[Collection entries]
BEGIN

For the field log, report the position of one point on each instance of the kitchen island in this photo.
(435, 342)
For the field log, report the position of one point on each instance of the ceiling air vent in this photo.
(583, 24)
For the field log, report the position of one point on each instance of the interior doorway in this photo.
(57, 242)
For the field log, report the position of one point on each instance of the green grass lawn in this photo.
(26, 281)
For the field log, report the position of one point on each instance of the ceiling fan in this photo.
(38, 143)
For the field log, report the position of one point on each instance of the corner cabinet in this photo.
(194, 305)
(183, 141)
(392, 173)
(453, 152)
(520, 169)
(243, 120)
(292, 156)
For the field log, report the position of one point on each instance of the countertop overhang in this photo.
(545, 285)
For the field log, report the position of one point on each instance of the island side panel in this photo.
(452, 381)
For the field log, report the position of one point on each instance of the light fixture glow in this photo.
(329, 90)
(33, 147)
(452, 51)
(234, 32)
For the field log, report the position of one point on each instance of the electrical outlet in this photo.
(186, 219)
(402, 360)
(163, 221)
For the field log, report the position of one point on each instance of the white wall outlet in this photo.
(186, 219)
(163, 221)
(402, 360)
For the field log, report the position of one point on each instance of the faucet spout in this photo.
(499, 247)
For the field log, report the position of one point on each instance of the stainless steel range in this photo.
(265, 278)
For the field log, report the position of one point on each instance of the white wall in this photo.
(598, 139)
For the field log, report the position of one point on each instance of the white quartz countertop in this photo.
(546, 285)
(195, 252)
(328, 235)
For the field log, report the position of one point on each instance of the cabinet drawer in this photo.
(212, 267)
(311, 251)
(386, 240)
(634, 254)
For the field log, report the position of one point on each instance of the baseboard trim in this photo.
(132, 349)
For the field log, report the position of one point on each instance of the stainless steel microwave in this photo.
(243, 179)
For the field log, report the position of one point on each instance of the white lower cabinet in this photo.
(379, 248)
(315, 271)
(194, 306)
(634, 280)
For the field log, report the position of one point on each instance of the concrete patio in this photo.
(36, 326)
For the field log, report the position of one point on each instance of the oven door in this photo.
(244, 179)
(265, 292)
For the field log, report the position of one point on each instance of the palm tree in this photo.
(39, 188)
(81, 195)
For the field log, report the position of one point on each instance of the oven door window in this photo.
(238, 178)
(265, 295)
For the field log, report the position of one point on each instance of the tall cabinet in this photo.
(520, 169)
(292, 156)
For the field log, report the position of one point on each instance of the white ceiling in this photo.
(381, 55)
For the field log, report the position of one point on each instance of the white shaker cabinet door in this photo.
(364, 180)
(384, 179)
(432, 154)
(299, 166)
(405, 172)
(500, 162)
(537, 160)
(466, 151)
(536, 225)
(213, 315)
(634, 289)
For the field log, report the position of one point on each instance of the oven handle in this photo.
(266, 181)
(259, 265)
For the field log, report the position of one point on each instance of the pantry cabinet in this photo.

END

### Task brief
Set down the data once more, word for word.

### Written response
For the field log, report the position of one point on each instance of the kitchen island in this photo.
(435, 342)
For the field log, report the position of one point on each instance of the ceiling air vent in this photo.
(583, 24)
For the field log, report the position of one point on each instance of the interior doorway in this photo.
(57, 242)
For the field log, report the position of one point on each instance of the green grass lawn in this photo.
(26, 281)
For the field log, report the position of one point on each instance of the ceiling fan in this photo.
(38, 143)
For the field log, report the position of one point on each instance of the corner cabinet in this photo.
(194, 305)
(183, 141)
(392, 173)
(453, 152)
(520, 169)
(243, 120)
(292, 156)
For the field log, report the position of one point on each instance of the countertop overhang in this photo.
(545, 285)
For the field log, report the position of one point on each instance of the island side panel in this photo.
(452, 381)
For the field log, report the position of one point on each instance of the light fixture glow in this photo.
(329, 90)
(33, 147)
(452, 51)
(234, 32)
For the field log, report the position of one point on each instance of the electrical outlet in this photo.
(186, 219)
(402, 360)
(163, 221)
For the field log, report the position of one point on each instance of the white wall outlet in this photo.
(186, 219)
(163, 221)
(402, 360)
For the field log, report the position of one point on each instance of the faucet spout in this photo.
(499, 247)
For the field log, report the position of one point on each instance of the stainless steel range in this photo.
(265, 278)
For the field log, report the position of one point on each instance of the white wall in this photo.
(598, 139)
For the field log, report the position of one point on each instance of the white quartz countertop in this photo.
(546, 285)
(195, 252)
(328, 235)
For the field log, report the position of one point on each instance of the cabinet drawer in this photo.
(212, 267)
(311, 251)
(386, 240)
(634, 254)
For the field log, report the position of one point on each instance of the baseboard trim in this photo.
(132, 349)
For the field log, report the position of one point on each instance of the stainless steel microwave in this photo.
(243, 179)
For the field log, report the position of one point on each instance of the white lower cabinet in this photo.
(379, 248)
(315, 271)
(194, 306)
(634, 280)
For the field log, report the position of one point on each instance of the concrete patio in this photo.
(36, 326)
For the field log, report the position of one point on each instance of the oven door in this photo.
(244, 179)
(265, 292)
For the field log, report the position of one point on each instance of the palm tree in this photo.
(39, 188)
(81, 195)
For the field log, report the position of one point on each instance of the oven door window in this photo.
(238, 178)
(265, 295)
For the field log, report the position of one point on each instance of the tall cabinet in this photo.
(520, 169)
(292, 156)
For the field log, report the position of one point on each instance of the white ceiling in this photo.
(381, 55)
For the field log, report the position of one point on each instance of the white shaker cabinet door in this photo.
(364, 180)
(384, 179)
(432, 154)
(299, 166)
(405, 172)
(500, 162)
(537, 160)
(466, 151)
(536, 225)
(213, 315)
(634, 289)
For the field log, report the position of one point on each instance of the oven handle in this photo.
(266, 181)
(259, 265)
For the field log, report the position of one point on each instance of the pantry cabinet in this photo.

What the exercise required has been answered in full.